__Work to complete__
Retype the data exactly, so that every line matches the original.

__Given entries__
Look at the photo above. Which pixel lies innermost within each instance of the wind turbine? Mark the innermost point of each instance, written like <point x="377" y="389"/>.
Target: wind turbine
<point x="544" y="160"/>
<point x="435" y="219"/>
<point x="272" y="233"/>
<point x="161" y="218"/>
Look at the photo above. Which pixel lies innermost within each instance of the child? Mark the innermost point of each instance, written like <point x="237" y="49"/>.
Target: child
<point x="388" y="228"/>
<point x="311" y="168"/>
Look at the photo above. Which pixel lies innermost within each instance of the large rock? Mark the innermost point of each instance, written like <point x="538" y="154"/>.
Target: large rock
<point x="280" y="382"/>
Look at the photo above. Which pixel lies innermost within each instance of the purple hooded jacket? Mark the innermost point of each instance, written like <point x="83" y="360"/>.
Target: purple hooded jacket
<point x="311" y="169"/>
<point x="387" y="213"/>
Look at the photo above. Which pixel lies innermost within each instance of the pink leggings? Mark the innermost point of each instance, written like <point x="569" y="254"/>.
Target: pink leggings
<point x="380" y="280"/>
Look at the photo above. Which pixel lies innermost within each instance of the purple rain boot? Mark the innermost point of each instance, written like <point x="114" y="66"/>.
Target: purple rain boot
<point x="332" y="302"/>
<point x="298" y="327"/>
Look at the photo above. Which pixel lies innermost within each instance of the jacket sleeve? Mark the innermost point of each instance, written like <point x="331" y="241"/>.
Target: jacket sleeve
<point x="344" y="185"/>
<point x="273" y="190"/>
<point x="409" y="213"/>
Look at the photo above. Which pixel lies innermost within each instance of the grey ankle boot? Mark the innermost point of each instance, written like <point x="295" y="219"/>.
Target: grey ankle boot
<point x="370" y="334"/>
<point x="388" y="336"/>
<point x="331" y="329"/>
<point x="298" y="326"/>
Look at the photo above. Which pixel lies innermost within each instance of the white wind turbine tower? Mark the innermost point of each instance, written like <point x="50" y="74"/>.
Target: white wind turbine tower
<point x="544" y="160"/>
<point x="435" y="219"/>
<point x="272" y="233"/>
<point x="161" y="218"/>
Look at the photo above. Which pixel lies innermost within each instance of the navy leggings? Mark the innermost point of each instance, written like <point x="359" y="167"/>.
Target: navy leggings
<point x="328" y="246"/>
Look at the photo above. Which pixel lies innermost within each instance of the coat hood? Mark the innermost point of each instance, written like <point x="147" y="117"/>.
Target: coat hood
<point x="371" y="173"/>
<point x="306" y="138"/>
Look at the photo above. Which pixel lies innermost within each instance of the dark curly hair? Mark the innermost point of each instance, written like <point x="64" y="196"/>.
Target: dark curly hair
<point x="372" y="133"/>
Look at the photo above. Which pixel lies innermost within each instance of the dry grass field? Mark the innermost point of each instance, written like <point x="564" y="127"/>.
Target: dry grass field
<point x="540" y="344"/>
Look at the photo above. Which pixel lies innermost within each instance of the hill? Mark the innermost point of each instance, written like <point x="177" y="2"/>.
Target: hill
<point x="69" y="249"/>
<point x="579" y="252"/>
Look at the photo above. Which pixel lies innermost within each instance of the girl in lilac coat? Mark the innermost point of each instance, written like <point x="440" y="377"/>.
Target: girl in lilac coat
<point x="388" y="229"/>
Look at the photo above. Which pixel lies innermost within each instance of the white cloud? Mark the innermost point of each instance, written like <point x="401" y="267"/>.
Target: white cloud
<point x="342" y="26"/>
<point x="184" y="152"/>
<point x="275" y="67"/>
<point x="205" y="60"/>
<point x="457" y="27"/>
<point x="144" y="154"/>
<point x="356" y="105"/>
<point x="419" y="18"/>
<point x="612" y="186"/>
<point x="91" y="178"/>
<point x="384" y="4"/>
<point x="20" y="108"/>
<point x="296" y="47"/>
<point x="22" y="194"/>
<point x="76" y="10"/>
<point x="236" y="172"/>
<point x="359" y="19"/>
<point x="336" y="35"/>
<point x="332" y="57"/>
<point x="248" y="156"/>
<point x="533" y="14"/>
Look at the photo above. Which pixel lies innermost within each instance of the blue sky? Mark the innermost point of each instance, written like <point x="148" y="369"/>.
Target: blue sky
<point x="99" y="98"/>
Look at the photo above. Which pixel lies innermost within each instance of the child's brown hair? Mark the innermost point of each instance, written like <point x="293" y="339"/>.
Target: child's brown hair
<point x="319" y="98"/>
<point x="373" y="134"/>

__Completed exercise__
Look at the photo above. Which pixel lies innermost within each instance of the wind turbine? Mark the innermost point of each instance, written like <point x="377" y="389"/>.
Target: wind turbine
<point x="544" y="160"/>
<point x="435" y="219"/>
<point x="272" y="233"/>
<point x="161" y="218"/>
Look at the photo above. Which pixel lies innermost within each instance of the child? Mark the innermost point of each instance, written like <point x="237" y="49"/>.
Target: child
<point x="388" y="228"/>
<point x="311" y="168"/>
Look at the photo above. Which pixel lies innermost within each instance of the large rock? Mark the innermost point of each instance, written like <point x="538" y="154"/>.
Target: large rock
<point x="280" y="382"/>
Look at the photo above. Which pixel lies innermost within each instance of the purple hooded jacket? Mark the innermost point of each instance, written like <point x="83" y="360"/>.
Target: purple hooded jacket
<point x="311" y="169"/>
<point x="387" y="213"/>
Look at the photo above. Which pixel lies innermost within each instance of the pink leggings? Mark the innermost point of each instance, written like <point x="569" y="254"/>.
Target: pink leggings
<point x="380" y="280"/>
Look at the photo above. Which pixel lies innermost within each instance of the purple rain boot? Mark the innermost point of each instance, written like <point x="114" y="66"/>.
Target: purple rain boot
<point x="332" y="302"/>
<point x="298" y="327"/>
Look at the photo above. Which pixel lies innermost within each instance of the jacket sleeve? Mark the innermost point of each instance, written like <point x="331" y="241"/>.
Target: jacket sleeve
<point x="344" y="185"/>
<point x="273" y="190"/>
<point x="409" y="213"/>
Look at the photo above. Which pixel lies innermost within each instance of the grey ankle boot? Mark the innermost point of each instance, written like <point x="295" y="219"/>.
Target: grey ankle boot
<point x="370" y="334"/>
<point x="388" y="336"/>
<point x="331" y="329"/>
<point x="298" y="326"/>
Look at the photo above. Which pixel lies innermost within each instance of the white wind turbine tower? Mark the innermost point of each instance, written like <point x="50" y="74"/>.
Target: white wind turbine tower
<point x="544" y="160"/>
<point x="435" y="219"/>
<point x="272" y="233"/>
<point x="161" y="218"/>
Look at the photo above. Which pixel lies innermost within each instance of the navy leggings? Mark the innermost point of each instance, written like <point x="359" y="167"/>.
Target: navy leggings
<point x="328" y="246"/>
Look at the photo above. Which pixel lies innermost within each instance of the coat hood? Mark the innermost point of each instance, written like <point x="147" y="117"/>.
Target: coat hood
<point x="371" y="173"/>
<point x="306" y="138"/>
Look at the photo above. Which pixel lies innermost within each instance of the dark curly hair? Mark the innermost point of each instance, written like <point x="64" y="196"/>.
Target: dark curly hair
<point x="372" y="133"/>
Look at the photo above. Which pixel lies innermost within each instance of the dry grass field? Mark the innermost point of each instance, written like <point x="564" y="127"/>.
Target: dry grass field
<point x="540" y="344"/>
Look at the photo above. Which pixel lies innermost within each instance of the hill? Mark the innermost point of each instance, written like <point x="177" y="2"/>.
Target: hill
<point x="69" y="249"/>
<point x="579" y="252"/>
Look at the photo above. Which pixel lies innermost within each instance of the girl in lilac coat? Mark the innermost point of each instance, written like <point x="440" y="377"/>.
Target: girl in lilac coat
<point x="388" y="229"/>
Look at the photo above. Which pixel lies innermost within each instance of the white cloud? Mark the innermost point of each instance, written like <point x="401" y="267"/>.
Target: white cloud
<point x="342" y="26"/>
<point x="184" y="152"/>
<point x="275" y="67"/>
<point x="205" y="60"/>
<point x="457" y="27"/>
<point x="144" y="154"/>
<point x="356" y="105"/>
<point x="419" y="18"/>
<point x="612" y="186"/>
<point x="91" y="178"/>
<point x="384" y="4"/>
<point x="20" y="108"/>
<point x="296" y="47"/>
<point x="22" y="194"/>
<point x="76" y="10"/>
<point x="236" y="172"/>
<point x="359" y="19"/>
<point x="336" y="35"/>
<point x="332" y="57"/>
<point x="248" y="156"/>
<point x="533" y="14"/>
Look at the photo above. Which pixel lies innermost within each instance of the blue sky? Mark the innermost point of each instance, written like <point x="148" y="369"/>.
Target: blue sky
<point x="99" y="98"/>
Look at the photo above. Which pixel lies innermost within each instance of the child's brown hair? Mark the innermost point of each instance, written like <point x="293" y="339"/>.
Target: child's brown hair
<point x="319" y="98"/>
<point x="373" y="134"/>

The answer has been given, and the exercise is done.